Statesman and Caprice had impressive and reasonably durable interiors. The cloth-finish the seats were comfortable with sufficient adjustment for very tall drivers. The three-spoke steering wheel had a good feel and a fast ratio for greater control. It also  displayed the dash without forcing drivers to crick their necks.

Cars that have been properly maintained for the remainder of their lives will be more difficult to source but these are the ones to track down if you are interested in long-term ownership. Even in exceptional condition, a V8 Statesman will be worth less than $15,000.

VALUE RANGE Statesman (VQ V8)

FAIR: $2800
GOOD: $6500
EXCELLENT: $11,000

(Note: exceptional cars will demand more)




These cars sit on longish wheelbases and low to the road so look for damage to the sills, the nose-cone and front cross-member caused by kerbs and speed humps. All VN-based cars are rust prone and spare panels for the Statesman/Caprice aren’t common so check carefully for any structural rust in floor pans, window surrounds, the rear suspension mounting points, quarter panels and turret. Old age robs metallic paint of its lustre and cars that haven’t been repainted could be losing their clear-coat. 

Don’t stress if your headlight reflectors are tarnished or the lenses cracked because new replacements cost $130 a pair.

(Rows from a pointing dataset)
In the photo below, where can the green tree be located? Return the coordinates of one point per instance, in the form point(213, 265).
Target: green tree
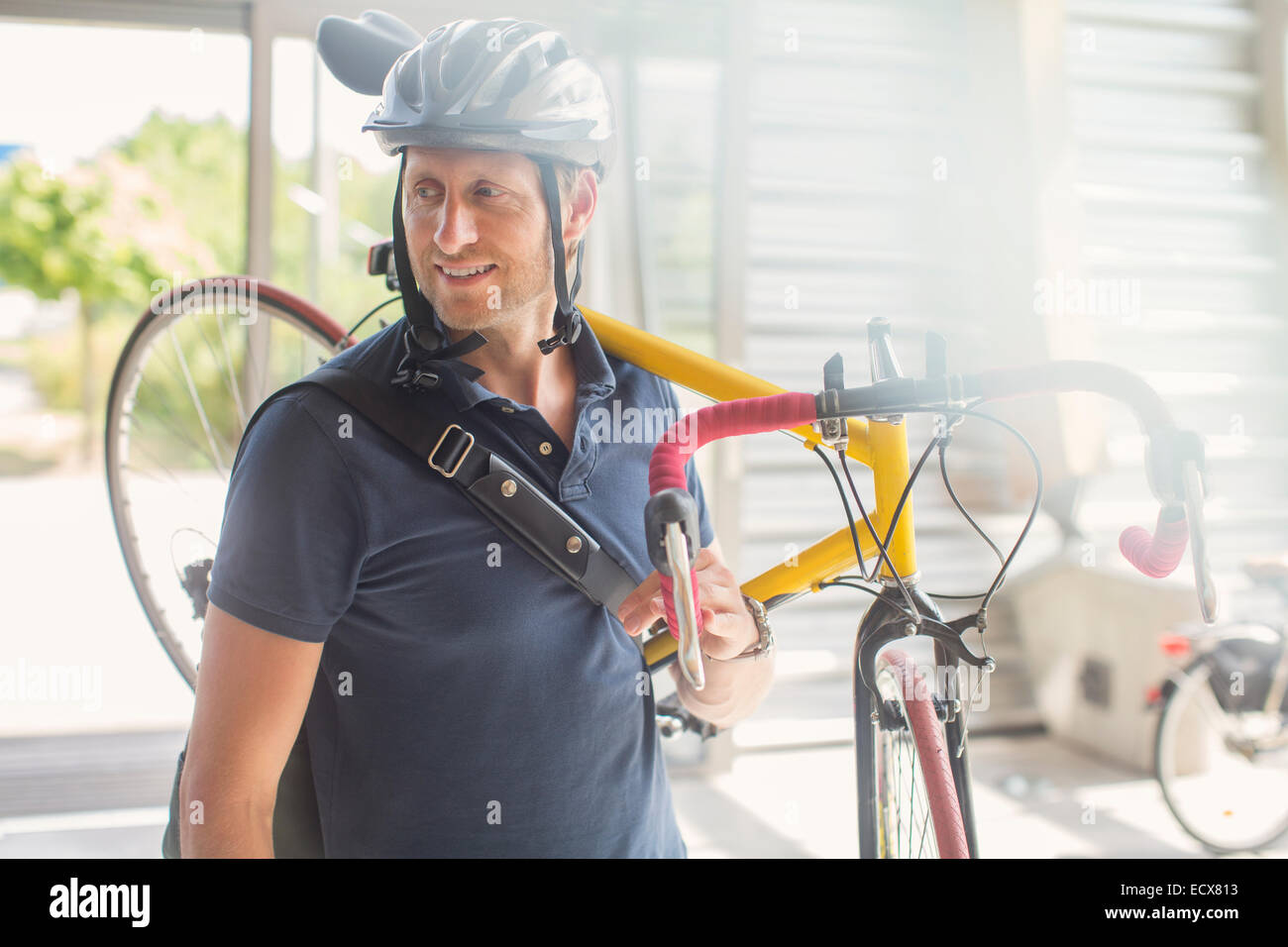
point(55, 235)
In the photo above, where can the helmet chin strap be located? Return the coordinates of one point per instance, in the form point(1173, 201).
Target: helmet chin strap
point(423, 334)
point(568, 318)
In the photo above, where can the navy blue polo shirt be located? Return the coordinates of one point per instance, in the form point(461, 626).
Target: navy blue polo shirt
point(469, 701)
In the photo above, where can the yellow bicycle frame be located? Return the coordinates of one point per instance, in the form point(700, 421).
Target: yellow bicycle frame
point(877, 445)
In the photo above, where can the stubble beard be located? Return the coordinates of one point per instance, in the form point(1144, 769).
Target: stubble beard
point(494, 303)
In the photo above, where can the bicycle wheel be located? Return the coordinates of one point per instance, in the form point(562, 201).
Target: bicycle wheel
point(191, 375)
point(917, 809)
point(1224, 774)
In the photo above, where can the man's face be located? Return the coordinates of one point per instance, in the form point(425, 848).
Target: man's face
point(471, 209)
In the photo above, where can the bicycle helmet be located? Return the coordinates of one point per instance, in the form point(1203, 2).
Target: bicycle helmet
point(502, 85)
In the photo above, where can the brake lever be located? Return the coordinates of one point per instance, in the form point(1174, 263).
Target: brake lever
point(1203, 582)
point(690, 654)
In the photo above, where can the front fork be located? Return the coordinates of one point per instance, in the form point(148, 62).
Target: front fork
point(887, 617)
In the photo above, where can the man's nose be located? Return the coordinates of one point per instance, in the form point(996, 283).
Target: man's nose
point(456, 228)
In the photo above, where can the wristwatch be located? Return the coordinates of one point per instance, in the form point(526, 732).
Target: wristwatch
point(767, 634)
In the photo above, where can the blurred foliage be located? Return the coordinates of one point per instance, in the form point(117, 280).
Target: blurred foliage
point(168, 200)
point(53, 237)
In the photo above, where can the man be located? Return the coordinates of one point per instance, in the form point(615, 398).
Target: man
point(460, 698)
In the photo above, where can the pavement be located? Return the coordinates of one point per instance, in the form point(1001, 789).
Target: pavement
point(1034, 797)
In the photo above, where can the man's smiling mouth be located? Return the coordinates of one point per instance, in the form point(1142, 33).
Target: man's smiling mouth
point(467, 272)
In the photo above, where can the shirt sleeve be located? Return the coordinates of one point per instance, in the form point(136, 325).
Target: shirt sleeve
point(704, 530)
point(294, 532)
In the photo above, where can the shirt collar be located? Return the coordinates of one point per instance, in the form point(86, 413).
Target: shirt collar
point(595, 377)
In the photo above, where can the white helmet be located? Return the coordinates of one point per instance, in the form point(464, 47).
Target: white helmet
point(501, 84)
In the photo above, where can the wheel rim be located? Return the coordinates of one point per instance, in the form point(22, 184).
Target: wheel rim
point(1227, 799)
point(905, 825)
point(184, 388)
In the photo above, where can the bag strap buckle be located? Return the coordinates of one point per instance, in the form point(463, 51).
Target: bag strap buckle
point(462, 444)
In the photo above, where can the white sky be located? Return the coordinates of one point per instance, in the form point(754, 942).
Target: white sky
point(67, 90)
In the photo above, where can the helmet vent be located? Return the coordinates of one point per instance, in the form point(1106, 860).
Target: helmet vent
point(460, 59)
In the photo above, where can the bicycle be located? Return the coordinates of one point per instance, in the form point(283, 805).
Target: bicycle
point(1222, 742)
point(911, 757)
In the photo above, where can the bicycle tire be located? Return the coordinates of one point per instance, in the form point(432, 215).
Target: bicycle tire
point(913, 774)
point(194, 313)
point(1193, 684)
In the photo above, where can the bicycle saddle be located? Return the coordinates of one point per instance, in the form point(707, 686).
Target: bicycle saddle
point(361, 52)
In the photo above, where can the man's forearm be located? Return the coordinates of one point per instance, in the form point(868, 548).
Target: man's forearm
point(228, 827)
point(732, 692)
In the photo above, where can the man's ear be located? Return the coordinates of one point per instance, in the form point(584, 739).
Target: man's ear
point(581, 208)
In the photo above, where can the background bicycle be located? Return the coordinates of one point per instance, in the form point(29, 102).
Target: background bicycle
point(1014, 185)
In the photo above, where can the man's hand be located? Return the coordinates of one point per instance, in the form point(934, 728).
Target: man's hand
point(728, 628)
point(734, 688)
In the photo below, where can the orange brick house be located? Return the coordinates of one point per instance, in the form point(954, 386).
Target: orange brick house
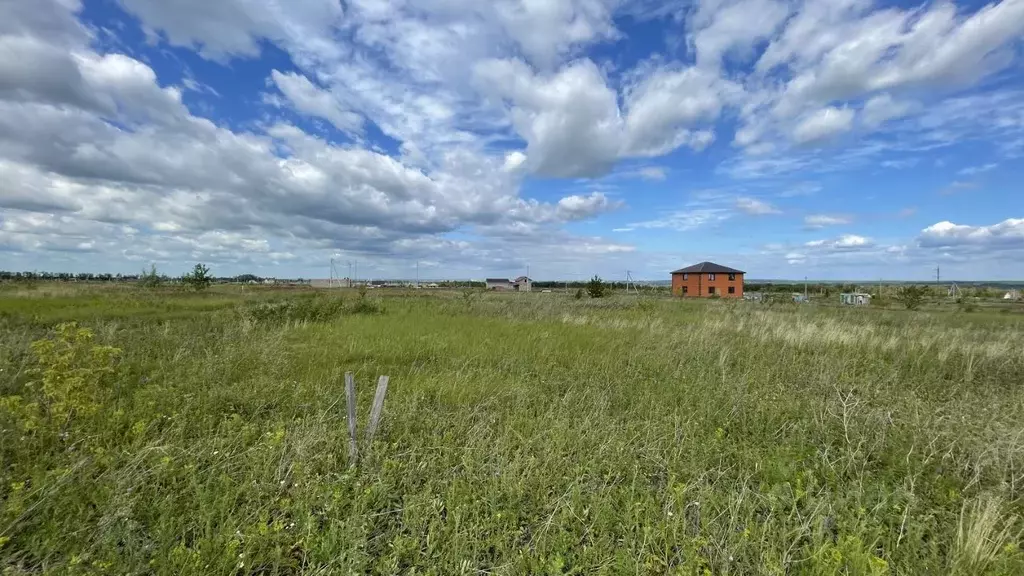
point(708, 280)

▶ **Challenges**
(A) List every location that the passage on the Statesman and Caprice names as a place to check for structural rust.
(B) Reproduce the rows from the first line up to and including the line containing "point(471, 209)", keeping the requests, and multiply each coordinate in the answers by 0.7, rounding to whole numbers with halves rounded up. Omit the pictures from your output.

▶ **Answers to the exercise**
(A) floor pans, window surrounds, the rear suspension mounting points, quarter panels, turret

(B)
In the photo below, where can the green tree be located? Return the coordinates of one point per instance, in the form point(213, 265).
Target: green tree
point(39, 165)
In the photo above, where can the helmet chin strap be located? Return the coordinates of one point per instance, in the form point(1173, 201).
Target: helmet chin strap
point(296, 234)
point(398, 223)
In the photo above, where can the navy blue polo shirt be located? Return the coordinates of one point per instance, in the form point(461, 626).
Target: navy blue polo shirt
point(328, 491)
In the photo above, where can the yellow bicycle frame be located? Return the coordinates of one point per instance, in the form point(700, 421).
Target: yellow bicycle frame
point(614, 312)
In the photo above, where can the stubble beard be located? Return the coordinates of one point per instance, in the form point(1144, 769).
Target: stubble beard
point(346, 212)
In the photo above, where can the bicycle wheel be located? Return the coordinates of one point per instance, in the form point(562, 201).
Target: bicycle wheel
point(134, 263)
point(642, 566)
point(857, 542)
In the photo above, where can the man's face be located? Return the coordinates of one point per instance, in the form point(425, 848).
Target: man's face
point(330, 146)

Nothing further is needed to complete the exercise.